■ Stated exercise
Switch "thin dark stick" to "bare branch" everywhere in the records, and write out all their lines again with nothing else changed. Leave the pictures out.

[Image outline annotation entries]
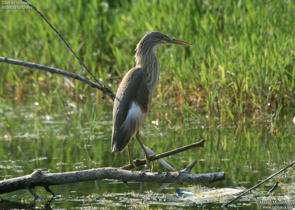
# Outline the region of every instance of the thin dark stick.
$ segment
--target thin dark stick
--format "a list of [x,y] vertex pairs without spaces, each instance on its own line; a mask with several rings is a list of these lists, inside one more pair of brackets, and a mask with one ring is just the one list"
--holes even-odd
[[53,193],[53,192],[49,188],[49,186],[45,186],[44,187],[44,188],[45,188],[46,191],[49,193],[50,193],[53,195],[53,197],[55,197],[55,195]]
[[[35,63],[29,63],[22,61],[11,59],[3,57],[0,57],[0,62],[1,62],[9,63],[10,64],[17,65],[19,66],[26,66],[27,67],[34,69],[40,69],[40,70],[50,72],[52,74],[56,73],[61,75],[63,76],[67,77],[70,77],[73,79],[74,79],[75,80],[80,80],[84,83],[86,83],[92,87],[95,87],[100,90],[103,91],[103,88],[102,88],[101,86],[96,83],[94,83],[91,82],[89,80],[89,79],[87,77],[81,77],[71,72],[68,72],[61,70],[58,69],[50,68],[50,67],[43,66],[40,64],[36,64]],[[108,88],[106,87],[104,88],[104,90],[106,90],[108,92],[108,95],[110,96],[113,101],[114,100],[115,100],[115,97],[116,96],[113,93],[112,91],[109,90]]]
[[[176,149],[173,150],[166,152],[163,153],[162,153],[159,155],[155,155],[153,156],[149,159],[150,162],[151,162],[156,160],[159,159],[160,158],[163,158],[165,157],[167,157],[170,155],[172,155],[178,153],[183,152],[184,151],[187,150],[197,147],[204,147],[204,143],[206,141],[205,139],[202,139],[198,142],[194,143],[187,146],[185,146],[182,147],[181,147],[177,149]],[[134,161],[135,164],[137,166],[139,166],[144,165],[146,163],[146,161],[145,159],[136,159]],[[132,168],[134,168],[134,166],[132,164],[129,164],[124,166],[122,166],[120,168],[121,169],[123,169],[125,170],[130,170]]]
[[80,62],[81,64],[82,65],[83,65],[84,67],[84,68],[85,68],[85,69],[87,70],[87,72],[88,72],[88,73],[90,74],[90,75],[91,75],[92,76],[92,77],[93,77],[94,78],[94,79],[95,80],[96,82],[98,83],[99,85],[100,85],[100,86],[102,90],[102,91],[104,93],[104,95],[102,97],[103,99],[104,99],[104,98],[105,97],[104,94],[106,94],[107,95],[109,95],[110,97],[112,99],[112,98],[111,96],[109,94],[109,92],[108,92],[107,91],[107,90],[105,90],[105,88],[101,84],[100,84],[100,83],[98,81],[98,80],[97,80],[97,79],[96,79],[96,78],[95,78],[95,77],[92,74],[92,73],[91,73],[90,72],[90,71],[88,70],[88,69],[87,68],[87,67],[86,67],[86,66],[84,64],[84,63],[82,62],[82,61],[81,61],[81,59],[79,58],[79,57],[78,57],[77,55],[76,54],[76,53],[75,53],[75,52],[73,51],[73,50],[72,49],[72,48],[71,48],[71,47],[70,47],[70,46],[68,44],[68,43],[67,43],[67,42],[66,42],[63,39],[63,37],[61,36],[61,35],[57,31],[56,29],[55,29],[54,28],[54,27],[52,26],[52,25],[50,24],[50,23],[48,21],[48,20],[47,20],[47,19],[46,19],[46,18],[45,18],[45,17],[43,16],[43,15],[42,15],[41,12],[38,11],[38,10],[37,9],[36,9],[36,8],[32,4],[30,4],[29,3],[29,2],[28,2],[28,1],[26,1],[26,0],[22,0],[22,1],[23,1],[26,2],[28,3],[28,4],[29,5],[31,6],[32,6],[32,7],[33,8],[33,9],[34,10],[35,10],[35,11],[36,11],[36,12],[38,14],[39,14],[39,15],[41,16],[41,17],[42,17],[42,18],[44,19],[44,20],[46,22],[47,22],[47,24],[49,25],[49,26],[50,27],[51,27],[51,28],[52,28],[53,30],[56,33],[56,34],[59,37],[59,38],[60,38],[60,39],[61,39],[63,41],[63,43],[64,43],[65,44],[65,45],[67,46],[67,47],[68,47],[68,48],[70,49],[70,50],[71,50],[71,52],[72,52],[73,53],[73,54],[74,54],[74,55],[77,58],[77,59],[78,59],[78,60],[79,61],[79,62]]
[[256,187],[258,186],[259,186],[259,185],[260,185],[261,184],[262,184],[262,183],[264,183],[264,182],[265,182],[266,181],[268,181],[271,178],[272,178],[274,176],[275,176],[276,175],[277,175],[278,174],[279,174],[281,172],[282,172],[282,171],[285,171],[285,170],[286,170],[287,168],[289,168],[289,167],[291,167],[292,166],[293,166],[293,165],[294,165],[294,164],[295,164],[295,161],[294,161],[292,162],[291,163],[291,164],[290,164],[289,165],[288,165],[288,166],[286,166],[286,167],[285,167],[285,168],[283,168],[281,169],[280,170],[280,171],[277,171],[277,172],[276,172],[275,173],[274,173],[271,176],[269,176],[267,178],[266,178],[266,179],[265,179],[263,181],[262,181],[260,182],[259,182],[259,183],[258,183],[258,184],[256,184],[256,185],[255,185],[255,186],[253,186],[253,187],[251,187],[251,188],[250,188],[249,189],[248,189],[248,190],[246,190],[246,191],[245,191],[244,192],[243,192],[240,195],[238,196],[237,196],[237,197],[236,197],[235,198],[234,198],[232,200],[230,201],[229,202],[228,202],[227,203],[226,203],[225,204],[224,204],[224,205],[223,205],[223,206],[222,206],[222,207],[226,207],[229,204],[230,204],[232,203],[234,201],[235,201],[236,200],[237,200],[237,199],[238,198],[239,198],[242,197],[244,195],[245,195],[245,194],[246,193],[248,193],[249,191],[250,191],[252,190],[253,189],[254,189],[254,188],[255,188]]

■ Task response
# Outline the region of every instance of the bare branch.
$ segment
--target bare branch
--format "a list of [x,y] vertex pairs without spaces, each instance on its own line; a mask with several rings is a list of these lists, inside one more pair of brackets, and a mask with one ring is just the one list"
--holes even-odd
[[53,193],[53,192],[49,188],[49,186],[45,186],[44,187],[44,188],[45,188],[46,191],[49,193],[50,193],[53,195],[53,197],[55,197],[55,195]]
[[[35,63],[29,63],[22,61],[11,59],[3,57],[0,57],[0,62],[1,62],[9,63],[10,64],[17,65],[19,66],[26,66],[27,67],[34,69],[40,69],[40,70],[50,72],[52,74],[56,73],[61,75],[63,76],[67,77],[70,77],[73,79],[74,79],[75,80],[80,80],[84,83],[86,83],[92,87],[95,87],[100,90],[103,91],[103,88],[102,88],[101,86],[96,83],[94,83],[91,82],[89,80],[89,79],[87,77],[81,77],[71,72],[68,72],[61,70],[58,69],[50,68],[50,67],[43,66],[40,64],[36,64]],[[108,88],[106,87],[104,88],[104,90],[106,90],[108,92],[108,95],[110,96],[113,101],[114,100],[115,100],[115,97],[116,96],[113,93],[112,91],[109,90]]]
[[[176,149],[173,150],[166,152],[163,153],[162,153],[159,155],[155,155],[153,156],[149,159],[150,162],[151,162],[156,160],[159,159],[160,158],[163,158],[165,157],[167,157],[170,155],[172,155],[178,153],[183,152],[184,151],[187,150],[197,147],[204,147],[204,143],[206,141],[205,139],[202,139],[198,142],[194,143],[187,146],[185,146],[182,147],[181,147],[177,149]],[[134,161],[135,164],[137,166],[139,166],[144,165],[146,163],[146,161],[145,159],[136,159]],[[132,168],[134,168],[134,166],[132,164],[129,164],[124,166],[122,166],[120,168],[121,169],[123,169],[125,170],[130,170]]]
[[80,62],[81,64],[82,65],[83,65],[84,67],[84,68],[85,68],[85,69],[87,70],[87,72],[88,72],[88,73],[90,74],[90,75],[91,75],[92,76],[92,77],[93,77],[94,78],[94,79],[95,80],[96,82],[98,83],[99,85],[100,85],[100,86],[102,90],[102,91],[104,93],[104,95],[102,97],[103,99],[104,99],[104,98],[105,97],[104,94],[106,94],[107,95],[109,95],[110,97],[112,99],[112,98],[111,96],[109,94],[109,92],[108,92],[107,91],[107,90],[105,90],[105,88],[101,84],[100,84],[100,83],[98,81],[98,80],[97,80],[97,79],[96,79],[96,78],[95,78],[95,77],[92,74],[92,73],[91,73],[90,72],[90,71],[88,70],[88,69],[87,68],[87,67],[86,67],[86,66],[84,64],[84,63],[82,62],[82,61],[81,61],[81,59],[79,58],[79,57],[78,57],[77,55],[76,54],[76,53],[75,53],[75,52],[73,51],[73,50],[72,49],[72,48],[71,48],[71,47],[70,47],[70,46],[68,44],[68,43],[67,43],[67,42],[66,42],[63,39],[63,37],[61,36],[61,35],[57,31],[56,29],[55,29],[54,28],[54,27],[52,26],[52,25],[50,24],[50,23],[48,21],[48,20],[47,20],[47,19],[46,19],[46,18],[45,18],[45,17],[43,16],[43,15],[42,15],[41,12],[38,11],[38,10],[37,9],[36,9],[36,8],[32,4],[30,4],[29,3],[29,2],[28,2],[28,1],[26,1],[26,0],[22,0],[22,1],[23,1],[26,2],[28,3],[28,4],[29,5],[31,6],[32,6],[32,7],[33,8],[33,9],[34,10],[35,10],[35,11],[36,11],[36,12],[38,14],[39,14],[39,15],[41,16],[41,17],[42,17],[42,18],[44,19],[44,20],[46,22],[47,22],[47,24],[49,25],[49,26],[50,27],[51,27],[51,28],[52,28],[53,30],[56,33],[56,34],[59,37],[59,38],[60,38],[60,39],[61,39],[63,41],[63,43],[64,43],[65,44],[65,45],[67,46],[67,47],[68,47],[68,48],[70,49],[70,50],[71,50],[71,52],[72,52],[73,53],[73,54],[74,54],[74,55],[77,58],[77,59],[78,59],[78,60],[79,61],[79,62]]
[[256,187],[258,186],[259,186],[259,185],[260,185],[261,184],[262,184],[262,183],[264,183],[264,182],[265,182],[266,181],[268,181],[271,178],[272,178],[274,176],[275,176],[276,175],[277,175],[278,174],[279,174],[281,172],[282,172],[282,171],[285,171],[285,170],[286,170],[287,168],[289,168],[289,167],[291,167],[292,166],[293,166],[293,165],[294,165],[294,164],[295,164],[295,161],[294,161],[292,162],[291,163],[291,164],[290,164],[289,165],[288,165],[288,166],[286,166],[286,167],[285,167],[285,168],[283,168],[281,169],[280,170],[280,171],[277,171],[277,172],[276,172],[275,173],[274,173],[271,176],[269,176],[267,178],[266,178],[266,179],[265,179],[263,181],[262,181],[260,182],[259,182],[259,183],[258,183],[258,184],[256,184],[256,185],[255,185],[255,186],[253,186],[253,187],[251,187],[251,188],[250,188],[249,189],[248,189],[248,190],[246,190],[246,191],[245,191],[244,192],[243,192],[240,195],[238,196],[237,196],[237,197],[236,197],[235,198],[234,198],[232,200],[230,201],[229,202],[228,202],[227,203],[226,203],[225,204],[224,204],[224,205],[223,205],[223,206],[222,206],[222,207],[226,207],[229,204],[230,204],[232,203],[234,201],[235,201],[236,200],[237,200],[237,199],[238,198],[239,198],[242,197],[244,195],[245,195],[245,194],[246,193],[248,193],[249,191],[250,191],[252,190],[253,189],[254,189],[254,188],[255,188]]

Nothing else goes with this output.